(Position identification records)
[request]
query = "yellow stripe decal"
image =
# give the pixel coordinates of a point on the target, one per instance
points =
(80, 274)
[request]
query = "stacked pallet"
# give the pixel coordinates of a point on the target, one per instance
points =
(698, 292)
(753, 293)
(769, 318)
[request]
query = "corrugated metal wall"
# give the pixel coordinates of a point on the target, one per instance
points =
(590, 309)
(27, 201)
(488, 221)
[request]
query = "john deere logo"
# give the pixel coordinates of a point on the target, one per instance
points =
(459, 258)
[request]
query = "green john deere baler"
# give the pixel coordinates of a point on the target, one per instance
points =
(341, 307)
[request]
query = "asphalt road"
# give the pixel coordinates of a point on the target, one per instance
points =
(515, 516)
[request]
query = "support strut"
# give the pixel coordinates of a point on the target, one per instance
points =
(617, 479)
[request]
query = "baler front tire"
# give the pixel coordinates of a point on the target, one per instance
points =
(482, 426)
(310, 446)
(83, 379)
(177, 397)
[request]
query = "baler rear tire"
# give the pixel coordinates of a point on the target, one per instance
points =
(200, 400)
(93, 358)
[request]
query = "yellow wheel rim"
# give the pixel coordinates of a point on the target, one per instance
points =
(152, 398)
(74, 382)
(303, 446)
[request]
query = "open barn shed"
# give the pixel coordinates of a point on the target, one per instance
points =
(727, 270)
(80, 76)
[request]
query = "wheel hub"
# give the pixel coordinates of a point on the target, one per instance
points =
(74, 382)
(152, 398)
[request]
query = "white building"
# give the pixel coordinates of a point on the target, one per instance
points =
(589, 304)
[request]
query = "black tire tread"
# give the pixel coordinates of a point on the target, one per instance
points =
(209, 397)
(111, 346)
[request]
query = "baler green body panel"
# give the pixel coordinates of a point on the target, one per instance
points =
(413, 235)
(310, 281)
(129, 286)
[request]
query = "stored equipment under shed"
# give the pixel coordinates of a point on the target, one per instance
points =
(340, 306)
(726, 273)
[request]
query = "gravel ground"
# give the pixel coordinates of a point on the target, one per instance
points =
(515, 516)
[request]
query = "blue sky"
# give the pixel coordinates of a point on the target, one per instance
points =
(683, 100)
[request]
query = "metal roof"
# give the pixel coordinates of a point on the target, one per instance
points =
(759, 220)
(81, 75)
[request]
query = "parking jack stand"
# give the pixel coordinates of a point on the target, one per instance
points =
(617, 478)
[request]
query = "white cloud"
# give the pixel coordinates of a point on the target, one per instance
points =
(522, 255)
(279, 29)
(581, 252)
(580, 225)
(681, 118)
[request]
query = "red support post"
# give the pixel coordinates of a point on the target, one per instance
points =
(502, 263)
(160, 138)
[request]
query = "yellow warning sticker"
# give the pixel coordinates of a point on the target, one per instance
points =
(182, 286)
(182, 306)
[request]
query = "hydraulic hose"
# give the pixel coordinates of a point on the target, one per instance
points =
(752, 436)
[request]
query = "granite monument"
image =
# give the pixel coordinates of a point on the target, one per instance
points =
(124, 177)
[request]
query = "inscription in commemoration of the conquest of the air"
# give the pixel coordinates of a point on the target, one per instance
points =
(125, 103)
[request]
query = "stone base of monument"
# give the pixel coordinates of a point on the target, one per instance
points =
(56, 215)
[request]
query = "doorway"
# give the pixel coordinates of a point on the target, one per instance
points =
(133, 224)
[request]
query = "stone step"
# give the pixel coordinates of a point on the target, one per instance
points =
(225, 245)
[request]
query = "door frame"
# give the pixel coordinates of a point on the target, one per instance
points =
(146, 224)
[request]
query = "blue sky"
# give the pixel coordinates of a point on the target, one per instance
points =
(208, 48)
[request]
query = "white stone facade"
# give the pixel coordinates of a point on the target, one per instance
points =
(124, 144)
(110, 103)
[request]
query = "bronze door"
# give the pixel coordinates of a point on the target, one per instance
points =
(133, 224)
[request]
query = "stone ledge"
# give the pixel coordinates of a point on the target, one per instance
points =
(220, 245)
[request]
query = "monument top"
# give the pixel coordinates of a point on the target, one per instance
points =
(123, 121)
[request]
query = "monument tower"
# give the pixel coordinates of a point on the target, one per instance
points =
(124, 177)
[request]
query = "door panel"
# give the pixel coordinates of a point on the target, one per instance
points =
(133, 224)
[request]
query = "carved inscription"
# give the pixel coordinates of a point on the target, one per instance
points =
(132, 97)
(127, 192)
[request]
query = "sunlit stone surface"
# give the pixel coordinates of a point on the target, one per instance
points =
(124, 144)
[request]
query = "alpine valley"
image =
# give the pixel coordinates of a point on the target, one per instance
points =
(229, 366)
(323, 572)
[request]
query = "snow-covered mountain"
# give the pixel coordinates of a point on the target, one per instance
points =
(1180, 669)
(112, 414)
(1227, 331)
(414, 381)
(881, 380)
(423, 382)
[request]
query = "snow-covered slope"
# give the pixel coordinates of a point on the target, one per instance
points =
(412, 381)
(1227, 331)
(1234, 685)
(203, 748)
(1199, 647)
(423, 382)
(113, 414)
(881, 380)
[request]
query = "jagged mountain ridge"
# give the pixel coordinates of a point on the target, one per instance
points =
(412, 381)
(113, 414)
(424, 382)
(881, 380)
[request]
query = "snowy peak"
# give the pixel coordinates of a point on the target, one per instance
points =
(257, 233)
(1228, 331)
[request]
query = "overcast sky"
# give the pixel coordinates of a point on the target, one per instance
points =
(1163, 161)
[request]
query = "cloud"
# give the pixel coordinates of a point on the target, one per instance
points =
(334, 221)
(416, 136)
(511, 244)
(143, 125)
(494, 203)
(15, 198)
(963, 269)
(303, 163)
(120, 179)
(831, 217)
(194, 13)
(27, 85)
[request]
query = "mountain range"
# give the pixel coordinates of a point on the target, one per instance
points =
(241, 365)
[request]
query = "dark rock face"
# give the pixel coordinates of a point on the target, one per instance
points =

Objective - Gather every line of the records above that contains the word "white", copying each one in full. Treat case as significant, so match only lines with that exact capitalization.

Response to the exercise -
query = "white building"
query = "white cloud"
query = "white stone facade"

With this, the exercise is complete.